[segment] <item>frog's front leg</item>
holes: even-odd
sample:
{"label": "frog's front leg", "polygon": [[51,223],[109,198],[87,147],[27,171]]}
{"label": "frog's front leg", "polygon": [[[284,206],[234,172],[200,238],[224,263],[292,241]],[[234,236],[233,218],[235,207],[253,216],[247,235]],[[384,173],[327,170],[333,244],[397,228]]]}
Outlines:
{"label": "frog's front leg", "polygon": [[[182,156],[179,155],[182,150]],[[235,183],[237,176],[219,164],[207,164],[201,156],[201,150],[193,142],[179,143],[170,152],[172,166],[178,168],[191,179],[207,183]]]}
* * * * *
Task goal: Your reply should consist of all the records, restated exactly.

Output:
[segment] <item>frog's front leg</item>
holes: even-odd
sample:
{"label": "frog's front leg", "polygon": [[51,223],[109,198],[87,147],[27,171]]}
{"label": "frog's front leg", "polygon": [[[284,206],[234,172],[200,238],[224,263],[292,241]],[[234,236],[233,218],[235,207],[253,216],[247,235]],[[384,173],[327,170],[333,244],[397,228]]]}
Outlines:
{"label": "frog's front leg", "polygon": [[[182,156],[179,155],[182,150]],[[235,183],[237,176],[219,164],[207,164],[201,156],[201,150],[193,142],[179,143],[170,152],[172,166],[178,168],[191,179],[207,183]]]}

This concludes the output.